● **Records for this exercise**:
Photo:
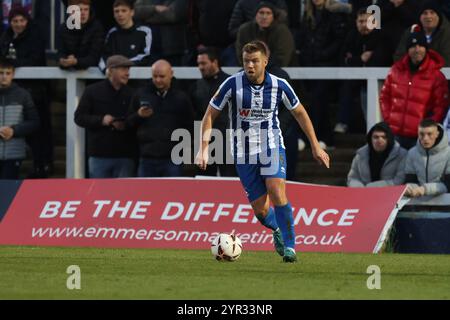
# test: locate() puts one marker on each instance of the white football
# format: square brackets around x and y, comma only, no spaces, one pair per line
[226,247]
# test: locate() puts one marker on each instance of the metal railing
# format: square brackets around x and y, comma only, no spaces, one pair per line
[75,82]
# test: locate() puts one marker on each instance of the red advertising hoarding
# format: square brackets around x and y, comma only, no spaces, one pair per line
[189,213]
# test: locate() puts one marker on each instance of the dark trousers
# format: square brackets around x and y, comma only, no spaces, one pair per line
[41,142]
[406,142]
[349,91]
[319,93]
[10,169]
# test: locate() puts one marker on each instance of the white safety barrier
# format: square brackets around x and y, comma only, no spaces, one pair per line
[75,139]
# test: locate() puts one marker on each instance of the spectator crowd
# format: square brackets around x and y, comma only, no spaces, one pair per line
[129,125]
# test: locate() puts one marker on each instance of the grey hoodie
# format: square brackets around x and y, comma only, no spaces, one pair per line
[18,112]
[430,168]
[392,172]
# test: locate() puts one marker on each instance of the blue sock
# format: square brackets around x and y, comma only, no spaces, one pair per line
[269,221]
[285,220]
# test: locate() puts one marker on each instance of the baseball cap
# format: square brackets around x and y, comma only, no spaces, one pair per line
[118,61]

● **To do**: Please state the number of lines above that hold the string "test", with nothing else added.

● **Exercise response**: 9